--- start of Exercise data ---

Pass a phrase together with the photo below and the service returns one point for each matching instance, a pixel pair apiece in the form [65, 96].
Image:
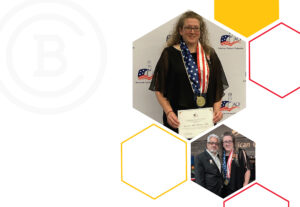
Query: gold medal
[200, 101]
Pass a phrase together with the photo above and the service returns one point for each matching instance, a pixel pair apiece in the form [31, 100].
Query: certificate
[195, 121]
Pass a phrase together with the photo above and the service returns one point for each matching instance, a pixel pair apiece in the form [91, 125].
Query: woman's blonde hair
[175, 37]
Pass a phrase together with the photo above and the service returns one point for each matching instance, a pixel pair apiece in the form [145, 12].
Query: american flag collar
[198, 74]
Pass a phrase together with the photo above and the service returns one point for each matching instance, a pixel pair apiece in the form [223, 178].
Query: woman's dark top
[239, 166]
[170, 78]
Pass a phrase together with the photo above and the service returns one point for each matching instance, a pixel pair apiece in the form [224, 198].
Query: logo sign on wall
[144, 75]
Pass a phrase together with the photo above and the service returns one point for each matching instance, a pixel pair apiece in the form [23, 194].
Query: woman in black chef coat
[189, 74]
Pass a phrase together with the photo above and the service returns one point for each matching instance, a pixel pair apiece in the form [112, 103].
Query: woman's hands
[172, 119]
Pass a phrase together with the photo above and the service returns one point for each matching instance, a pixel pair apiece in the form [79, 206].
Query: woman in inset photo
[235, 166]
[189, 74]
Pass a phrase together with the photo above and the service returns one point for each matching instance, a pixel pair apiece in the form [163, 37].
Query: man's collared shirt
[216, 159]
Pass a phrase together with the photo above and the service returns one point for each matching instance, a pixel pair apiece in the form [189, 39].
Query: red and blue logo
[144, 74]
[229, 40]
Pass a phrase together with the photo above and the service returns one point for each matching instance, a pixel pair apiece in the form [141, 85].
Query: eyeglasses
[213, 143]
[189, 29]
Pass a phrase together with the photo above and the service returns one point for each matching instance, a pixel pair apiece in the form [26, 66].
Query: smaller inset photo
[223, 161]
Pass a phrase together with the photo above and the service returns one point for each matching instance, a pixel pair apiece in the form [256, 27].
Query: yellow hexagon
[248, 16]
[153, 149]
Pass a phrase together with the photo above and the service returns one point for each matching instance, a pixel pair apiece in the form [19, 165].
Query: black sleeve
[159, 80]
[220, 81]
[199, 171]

--- end of Exercise data ---
--- start of Exercise data ---

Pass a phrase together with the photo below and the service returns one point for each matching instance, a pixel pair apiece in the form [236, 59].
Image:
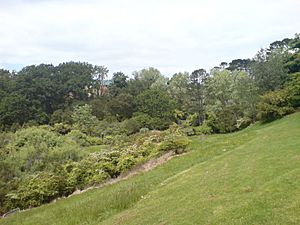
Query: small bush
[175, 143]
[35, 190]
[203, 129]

--- end of Exercise data ---

(Exercise aim): Identify each line in the items above that contains the word "logo" and copy those lines.

(Result of the task):
Query: logo sign on wall
Query: red and blue logo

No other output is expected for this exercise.